▶ [DESCRIZIONE DEL COMPITO]:
Riporta per favore, senza alcuna modifica, la parte del brano sugli atti persecutori compresa tra "A mio avviso, però, nei" e "dell’esplicazione della personalità [33].", estremi inclusi.

▶ [BRANO ESTRATTO]:
<<<<
Alla luce di quanto sopra prospettato, ai fini della realizzazione dell’elemento materiale del delitto di atti persecutori di cui all’art. 612-bis possono integrare la fattispecie anche gli atti vandalici[29] e gli atti di bullismo contro la vittima[30], ma anche il ripetuto invio di sms o e-mail, la reiterata pubblicazione di messaggi o di filmati denigratori postati sui social network purché i dati diffusi su internet siano particolarmente dannosi e causino grave inquietudine alla persona perseguitata[31], ma in passato è stato finanche ascritto il caricamento in rete di filmati sessualmente espliciti per vendetta[32] c.d. revenge porn.

A mio avviso, però, nei casi summenzionati l’attività vessatoria e persecutoria posta in essere dal reo deve collocarsi nell’ambito di una strategia complessiva indirizzata a cagionare un detrimento psico–fisico alla vittima, pregiudicandone l’immagine e finanche la sfera dell’esplicazione della personalità [33].
>>>>
▶ [DATI FORNITI]:
<<<<
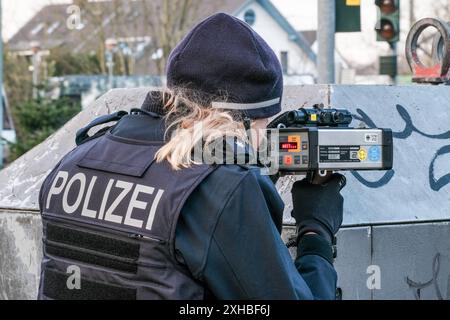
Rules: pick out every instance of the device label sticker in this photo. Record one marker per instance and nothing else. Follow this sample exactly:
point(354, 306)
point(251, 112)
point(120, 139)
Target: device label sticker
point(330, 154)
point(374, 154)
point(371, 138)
>>>>
▶ [SOLUZIONE]:
A mio avviso, però, nei casi summenzionati l’attività vessatoria e persecutoria posta in essere dal reo deve collocarsi nell’ambito di una strategia complessiva indirizzata a cagionare un detrimento psico–fisico alla vittima, pregiudicandone l’immagine e finanche la sfera dell’esplicazione della personalità [33].